▶ _Given instruction_:
Reproduce the following material line for line, with no alterations.

Stored records:
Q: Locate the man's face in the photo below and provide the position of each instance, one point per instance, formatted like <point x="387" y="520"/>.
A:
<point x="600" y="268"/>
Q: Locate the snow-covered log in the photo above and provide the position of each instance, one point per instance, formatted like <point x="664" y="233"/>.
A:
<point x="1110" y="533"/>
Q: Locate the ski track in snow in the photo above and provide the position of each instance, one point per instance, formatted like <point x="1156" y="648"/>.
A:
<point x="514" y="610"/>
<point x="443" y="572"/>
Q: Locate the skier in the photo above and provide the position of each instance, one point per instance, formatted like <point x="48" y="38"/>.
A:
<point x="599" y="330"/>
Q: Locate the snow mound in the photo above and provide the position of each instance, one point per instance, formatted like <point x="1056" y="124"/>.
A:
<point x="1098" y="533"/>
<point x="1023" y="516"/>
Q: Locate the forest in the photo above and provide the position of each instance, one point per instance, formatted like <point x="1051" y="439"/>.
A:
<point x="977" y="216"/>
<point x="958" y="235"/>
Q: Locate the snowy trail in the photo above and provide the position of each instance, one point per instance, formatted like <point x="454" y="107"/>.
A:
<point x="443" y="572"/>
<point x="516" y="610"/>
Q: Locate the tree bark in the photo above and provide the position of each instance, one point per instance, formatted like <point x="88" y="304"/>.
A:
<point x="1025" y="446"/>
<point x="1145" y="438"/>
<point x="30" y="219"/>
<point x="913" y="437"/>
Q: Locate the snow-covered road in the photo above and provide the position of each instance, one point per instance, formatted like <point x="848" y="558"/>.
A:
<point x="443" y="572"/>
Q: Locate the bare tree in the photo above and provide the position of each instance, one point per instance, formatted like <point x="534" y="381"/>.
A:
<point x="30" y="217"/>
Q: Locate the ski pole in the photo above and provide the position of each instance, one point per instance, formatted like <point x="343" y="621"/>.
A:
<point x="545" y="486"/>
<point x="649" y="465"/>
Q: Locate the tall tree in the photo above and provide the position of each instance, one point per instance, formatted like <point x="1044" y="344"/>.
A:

▶ _Solution to this exercise_:
Q: Locate the man's face in the photo below and provide the position of each instance, one point per instance, formatted like <point x="387" y="520"/>.
A:
<point x="600" y="268"/>
Q: Locate the snow-covered log in the photo above and provide the position of each instance, one point per instance, formatted like <point x="664" y="233"/>.
A:
<point x="1110" y="533"/>
Q: Locate the ski track in snow in the photo above and provide the position of each instance, one point per instance, formatted like <point x="1156" y="648"/>.
A:
<point x="514" y="610"/>
<point x="443" y="572"/>
Q: Locate the skier in the photo above and provide the position of each instance, one point per instance, formatted like <point x="48" y="38"/>.
A:
<point x="599" y="330"/>
Q: Locate the snow mound in the photo above and provide the position of each instance, one point per instance, formatted like <point x="1056" y="124"/>.
A:
<point x="1098" y="533"/>
<point x="1023" y="516"/>
Q: Locate the forest in the photo above and provide the position of each instance, one point per instance, formatted like <point x="1051" y="439"/>.
A:
<point x="977" y="216"/>
<point x="958" y="235"/>
Q: Locate the snowy trail in the photo above and provide the position of each instance, one point per instance, formatted like <point x="454" y="107"/>.
A:
<point x="443" y="572"/>
<point x="516" y="610"/>
Q: Locate the tree bark in the photo above and provide the position of each instance, one point per instance, formatted like <point x="88" y="304"/>.
A:
<point x="1025" y="446"/>
<point x="1145" y="438"/>
<point x="30" y="219"/>
<point x="913" y="437"/>
Q: Locate the snow-covered road in the photo above and provide the position of each instance, one point per instance, formatted like <point x="848" y="558"/>.
A:
<point x="443" y="572"/>
Q: Locate the bare tree in the photo above and provide the position of each instance, one point per instance, formatted like <point x="534" y="381"/>.
A:
<point x="30" y="217"/>
Q: Locate the ski pole in the photo above and provide the position of each instance, one point per instance, formatted like <point x="343" y="621"/>.
A:
<point x="545" y="486"/>
<point x="649" y="465"/>
Q: Locate the tall tree in the photo above and provide the position of each instance, one point per instance, formatted like <point x="1044" y="344"/>.
A:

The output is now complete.